## Pointing entries for named objects
====

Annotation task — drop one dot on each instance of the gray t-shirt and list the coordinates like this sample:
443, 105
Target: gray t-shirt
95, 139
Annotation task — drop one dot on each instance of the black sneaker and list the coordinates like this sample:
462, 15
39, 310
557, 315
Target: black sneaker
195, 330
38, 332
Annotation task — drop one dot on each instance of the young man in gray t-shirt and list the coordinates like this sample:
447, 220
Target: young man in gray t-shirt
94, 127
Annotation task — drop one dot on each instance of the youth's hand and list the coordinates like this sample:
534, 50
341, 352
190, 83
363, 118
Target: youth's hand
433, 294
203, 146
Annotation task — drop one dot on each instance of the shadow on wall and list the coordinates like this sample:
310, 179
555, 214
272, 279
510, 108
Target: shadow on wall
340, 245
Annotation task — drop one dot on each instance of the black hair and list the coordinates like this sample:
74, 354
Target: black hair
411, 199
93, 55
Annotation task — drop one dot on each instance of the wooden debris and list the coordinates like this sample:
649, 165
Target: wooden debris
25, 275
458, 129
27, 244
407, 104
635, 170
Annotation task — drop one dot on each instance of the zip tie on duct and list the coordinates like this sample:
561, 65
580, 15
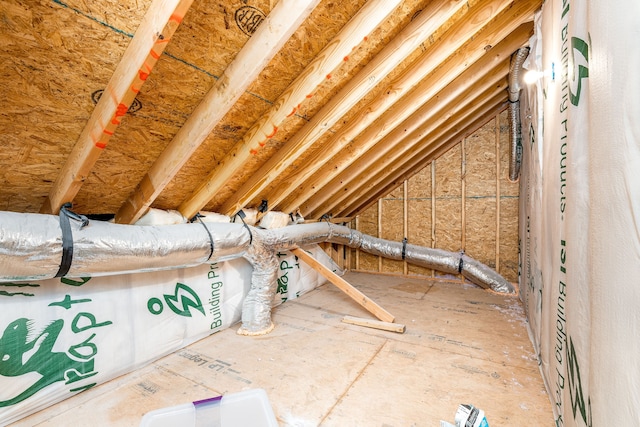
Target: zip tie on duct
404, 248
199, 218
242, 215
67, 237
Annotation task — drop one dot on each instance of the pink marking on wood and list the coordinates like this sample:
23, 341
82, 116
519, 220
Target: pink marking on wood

====

Copy out all of the data above word for word, leaving out the pictures.

## Task output
Annotation task — drop one dot on each instance of the gray t-shirt and list the coordinates like this sample:
443, 105
Target: gray t-shirt
95, 139
Annotation task — drop one dot on each instance of the black sneaker and list the coordinates like this sample:
462, 15
39, 310
557, 315
Target: black sneaker
195, 330
38, 332
Annotation task — drop one dot on each instance of the young man in gray t-shirt and list the coordinates like this sample:
447, 220
Target: young man in gray t-shirt
94, 127
Annotation task — drop one dot on each instance of the youth's hand and list the coordinates like this sample:
534, 50
341, 352
190, 83
363, 118
Target: youth's hand
433, 294
203, 146
Annotation task — drop one dot on each instance of the shadow on wall and list the coordinates like this sample:
310, 179
555, 214
272, 279
510, 108
Target: shadow on wall
340, 245
Annotation task — drop one dot on each instance of the black hair and list the coordinates like this sample:
74, 354
Target: black hair
411, 199
93, 55
Annotation task — drop one dot on each instance of the wooden debris and list the coordinates like this sample:
649, 165
Target: wooden debris
25, 275
458, 129
27, 244
407, 104
635, 170
Annotation task — drop one dot on each instance of the zip tie on duct and list the coordinates like this sample:
561, 65
580, 15
Target: zip tie on duct
404, 248
199, 218
242, 215
67, 237
Annotation task — drop one dot on each instance of the pink marking on wood and list the coordinates like this sample:
23, 341
82, 116
519, 220
Target: pink marking on wood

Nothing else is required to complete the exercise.